## Petunjuk Pengerjaan
1. Jawablah pertanyaan berikut berdasarkan naskah petikan surat Kartini.
(a) Kepada siapa surat itu ditujukan, dan bertanggal berapa?
(b) Dari buku apa naskah itu dikutip?
(c) Apa yang diserahkan seorang tua kepada "kami" karena girangnya?
2. Teruskan naskah petikan surat Kartini mulai setelah kalimat terakhirnya.

## Teks Bacaan
--------------------------------------------------

Jumat, 20 April 2012

Naskah Petikan Surat Kartini

Kepada Tuan EC Abendanon, Tanggal 17 Agustus 1902
Dari buku : Habis Gelap Terbitlah Terang
Pembaca; Santriwati (Rosi, Hani), Ustadzah (Fitri, Whinda), Buruh Gendong (Ibu) *)


Rosi : Wahai! Sangat gembira hati orang-orang tua, karena kami yang tersesat, telah balik kepada jalan yang benar. Sangatlah mengharukan hati kami.

Hani : Seorang tua di sini karena girangnya, menyerahkan kepada kami, semua kitab-kitabnya. Naskah bahasa Jawa, banyak pula yang ditulis dengan huruf Arab. Kami pelajarilah kembali, membaca dan menulisnya.
.
Fitri :  Sekarang tahulah kami. Airmata kami yang titik sekarang ini, perlunya semata-mata, supaya bertunas bibit itu. Supaya dari padanya, berkembanglah nafsu hidup yang baru dan murni di kemudian hari.

Whinda : Tetapi sekarang ini, kami tiada mencari penglipur hati pada manusia, kami berpegangan teguh-teguh pada tangan-Nya. Maka, hari gelap gulita pun menjadi terang, dan angin ribut pun menjadi sepoi-sepoi.

Ibu : Kami tiada takut benar, kami tiada takut di mana juga kami, di sana adalah….  yang menjaga kami, yang menilik kami,  yang mempertimbangkan barang sesuatu tentang kami dengan kasih-Nya.

Rosi : Apa peduli kami dengan manusia, karena kami tahu, kami dilindungi Tuhan?

--------------------------------------------------

## Bagian Data
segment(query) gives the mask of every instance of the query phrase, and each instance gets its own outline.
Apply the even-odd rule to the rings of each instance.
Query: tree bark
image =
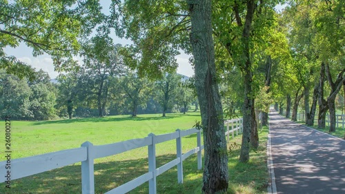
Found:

--------------------------------------------------

## Kunci Jawaban
1.
(a) Kepada Tuan EC Abendanon, tanggal 17 Agustus 1902.
(b) Dari buku Habis Gelap Terbitlah Terang.
(c) Semua kitab-kitabnya.

2.
Hani : Pekerjaan-Nya-lah yang kami kerjakan. Dia akan mengurniakan kami, tenaga untuk melakukan itu.

Fitri : Kami bersedia, bersedia berbuat apapun jua, bersedia memberikan diri kami sendiri--- bersedia menerima luka hati. Air mata darah akan mengalir banyak-banyak, tetapi tiadalah mengapa. Semuanya itu akan membawa ke arah kemenangan. Manakah akan terang, bila tiada didahului gelap gulita. Hari fajar lahir daripada hari malam.

Whinda : Karena kami sekarang ini telah mendapat Dia. Serasa-rasa hidup kami menjadi lebih bagus, tujuan hidup kami lebih indah, jelita, tinggi… Semangat kudus itu memberi berkat kepada barang apa juapun!

Ibu : Tahukah kami bahwa engkau sekali-kali tiada dapat dan tiada akan membiarkan kaum buruh yang sebawahanmu dipukuli. Kami setuju benar dengan perasaanmu dan pendapatanmu tentang hal ini.  Aku sendiri tiada dapat melihat orang yang dipukul. Sakitnya hati, sangatlah sakitnya hati, melihat tampak sifat binatang itu di dalam diri manusia, tiada terbelenggu, liar. Sangat pilunya hatiku melihat manusia itu menjadi binatang.

Fitri : Tiada sanggup kami memaklumi, betapa mungkin ada laki-laki, bahkan perempuan, suka melihat dihukum pukul. Rendahlah orang yang demikian itu, tiada perasaan, pada pemandangan kami.

Whinda : Aku jijik melihat hukuman siksa badan. Bukanlah karena merasa ngeri itu. Melainkan oleh karena rasa hina yang ada tersimpul bagi orang yang dihukum maupun bagi orang yang menghukum. Hukuman yang demikian itu menjadikan hati mendendam, dan tiadalah menjadi hukuman yang memperbaiki; demikianlah keyakinan kami.

Rosi : Seorang kenalan kami mengerti akan hal itu. Lalu katanya, “kami wajib berbuat demikian. Bila tiada demikian, bagaimana kami, yang hanya berpuluhan ini saja dapat menjaga keamanan dan kesentosaan, karena mereka beribu-ribu banyaknya itu?” Mereka ini tentulah sudah dahulu-dahulu mengusir kami dari tanah ini, membuang kami ke dalam laut, bila tidak ada rasa takut itu kepada kami.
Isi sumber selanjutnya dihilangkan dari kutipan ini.